SET EXERCISE 1:
In the forum post below on scraping Wikipedia pages, roughly how long does the program take to process 650 pages?

Start of DOCUMENT SEGMENT

I am using BeautifulSoup to scrape some basic information off of a bunch of Wikipedia pages. The program runs, but slowly (approx 20 minutes for 650 pages). I'm trying to use multiprocessing to speed this up, but it's not working as expected. It either seems to get held up and not do anything, or it only scrapes for the first letter of each page's name.
The scraping code I'm using is:
#dict where key is person's name and value is proper wikipedia url formatting
all_wikis = { 'Adam Ferrara': 'Adam_Ferrara',
'Adam Hartle': 'Adam_Hartle',
'Adam Ray': 'Adam_Ray_(comedian)',
'Adam Sandler': 'Adam_Sandler',
'Adele Givens': 'Adele_Givens'}
bios = {}
def scrape(dictionary):
for key in dictionary:
#search each page
page = requests.get(("https://en.wikipedia.org/wiki/" + str(key)))
data = page.text
soup = BeautifulSoup(data, "html.parser")
#get data
try:
bday = soup.find('span', attrs={'class' : 'bday'}).text
except:
bday = 'Birthday Unknown'
try:
birthplace = soup.find('div', attrs={'class' : 'birthplace'}).text
except:
birthplace = 'Birthplace Unknown'
try:
death_date = (soup.find('span', attrs={'style' : "display:none"}).text
.replace("(", "")
.replace(")", ""))
living_status = 'Deceased'
except:
living_status = 'Alive'
try:
summary = wikipedia.summary(dictionary[key].replace("_", " "))
except:
summary = "No Summary"

End of DOCUMENT SEGMENT
Start of GIVEN RECORDS

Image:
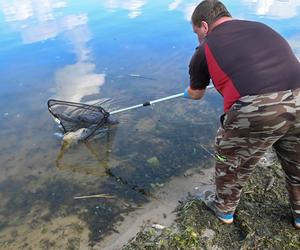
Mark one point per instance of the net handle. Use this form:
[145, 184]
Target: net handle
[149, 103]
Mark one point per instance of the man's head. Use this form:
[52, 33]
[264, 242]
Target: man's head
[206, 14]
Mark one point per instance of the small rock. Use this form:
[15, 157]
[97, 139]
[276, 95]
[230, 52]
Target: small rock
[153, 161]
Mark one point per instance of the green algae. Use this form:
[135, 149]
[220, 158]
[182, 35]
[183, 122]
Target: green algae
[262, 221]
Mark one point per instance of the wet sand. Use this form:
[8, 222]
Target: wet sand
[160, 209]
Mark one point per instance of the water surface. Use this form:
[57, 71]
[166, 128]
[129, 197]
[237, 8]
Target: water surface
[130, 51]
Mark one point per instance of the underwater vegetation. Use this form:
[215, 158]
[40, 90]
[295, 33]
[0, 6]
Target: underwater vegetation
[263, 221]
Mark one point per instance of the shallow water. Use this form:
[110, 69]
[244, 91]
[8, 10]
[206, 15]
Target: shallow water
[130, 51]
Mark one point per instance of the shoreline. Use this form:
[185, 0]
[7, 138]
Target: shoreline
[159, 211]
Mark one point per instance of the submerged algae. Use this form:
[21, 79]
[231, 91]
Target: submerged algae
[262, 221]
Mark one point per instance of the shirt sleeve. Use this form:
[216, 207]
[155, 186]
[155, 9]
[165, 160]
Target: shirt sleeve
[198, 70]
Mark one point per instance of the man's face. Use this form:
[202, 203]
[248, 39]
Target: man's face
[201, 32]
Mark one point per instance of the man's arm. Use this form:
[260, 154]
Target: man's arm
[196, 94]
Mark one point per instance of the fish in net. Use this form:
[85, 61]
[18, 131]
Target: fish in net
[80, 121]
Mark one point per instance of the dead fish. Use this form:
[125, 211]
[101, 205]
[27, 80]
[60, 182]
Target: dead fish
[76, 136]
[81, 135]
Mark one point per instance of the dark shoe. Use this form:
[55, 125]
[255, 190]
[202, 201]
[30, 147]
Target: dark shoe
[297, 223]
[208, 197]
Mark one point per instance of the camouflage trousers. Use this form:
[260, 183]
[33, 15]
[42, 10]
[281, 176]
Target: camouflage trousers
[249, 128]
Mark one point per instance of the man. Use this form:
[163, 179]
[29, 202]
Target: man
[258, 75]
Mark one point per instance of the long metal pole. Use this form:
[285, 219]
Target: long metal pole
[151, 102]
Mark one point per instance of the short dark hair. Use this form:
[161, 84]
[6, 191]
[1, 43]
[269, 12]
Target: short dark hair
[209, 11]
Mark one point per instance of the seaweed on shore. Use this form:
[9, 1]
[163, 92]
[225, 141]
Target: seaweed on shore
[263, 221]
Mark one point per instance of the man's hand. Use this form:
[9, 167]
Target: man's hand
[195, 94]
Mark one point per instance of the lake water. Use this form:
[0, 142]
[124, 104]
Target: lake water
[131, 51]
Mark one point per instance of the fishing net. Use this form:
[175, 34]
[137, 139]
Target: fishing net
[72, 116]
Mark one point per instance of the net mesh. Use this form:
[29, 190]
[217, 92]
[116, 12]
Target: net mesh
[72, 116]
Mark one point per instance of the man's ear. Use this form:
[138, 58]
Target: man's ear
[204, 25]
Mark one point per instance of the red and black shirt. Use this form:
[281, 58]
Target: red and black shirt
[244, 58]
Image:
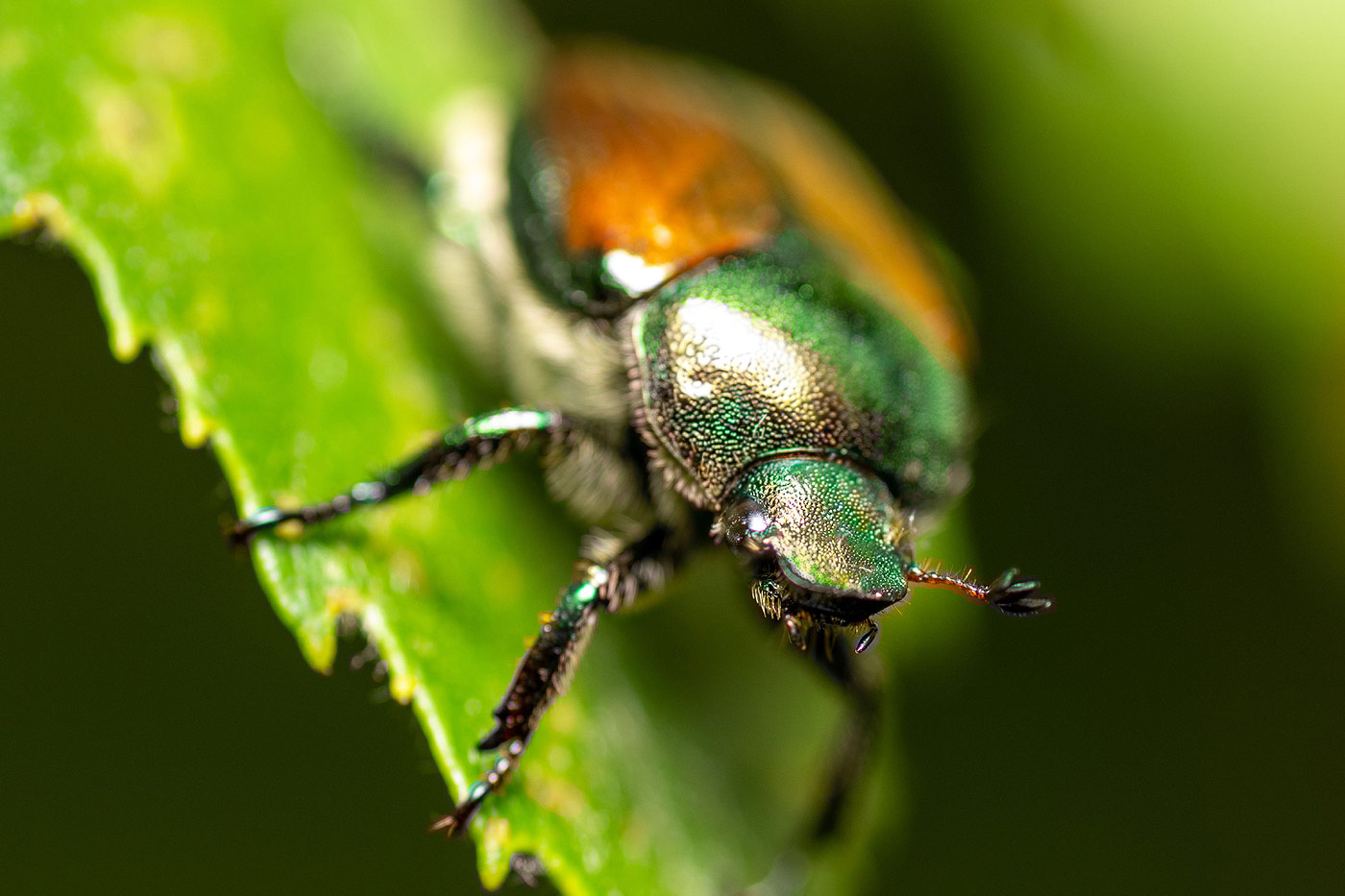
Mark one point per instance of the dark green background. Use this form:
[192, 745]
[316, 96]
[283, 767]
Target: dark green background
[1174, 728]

End of GIVEN RECORDS

SET EXERCISE 2:
Report every line of the listing above that contains the string "sleeve". Case counts.

RESPONSE 1:
About 20 minutes.

RESPONSE 2:
Mark one point per instance of the shirt sleeve. Use this form:
Target: shirt sleeve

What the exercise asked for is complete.